Reproduce the following lines without any changes.
--- --- ---
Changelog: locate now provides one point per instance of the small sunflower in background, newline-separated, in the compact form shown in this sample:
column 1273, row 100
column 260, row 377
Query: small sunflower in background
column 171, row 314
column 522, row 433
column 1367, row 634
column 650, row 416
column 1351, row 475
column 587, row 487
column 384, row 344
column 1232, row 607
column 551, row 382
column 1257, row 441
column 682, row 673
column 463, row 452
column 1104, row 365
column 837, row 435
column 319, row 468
--- --- ---
• **RESPONSE TO THE EXERCISE**
Changelog: locate now provides one point per instance of the small sunflower in background, newline-separated, in the compact form shown in this sample:
column 1273, row 100
column 260, row 377
Query: small sunflower in background
column 171, row 314
column 522, row 433
column 1367, row 634
column 650, row 416
column 1351, row 475
column 587, row 487
column 384, row 344
column 1232, row 607
column 551, row 382
column 1257, row 441
column 682, row 673
column 463, row 452
column 1104, row 365
column 837, row 435
column 319, row 468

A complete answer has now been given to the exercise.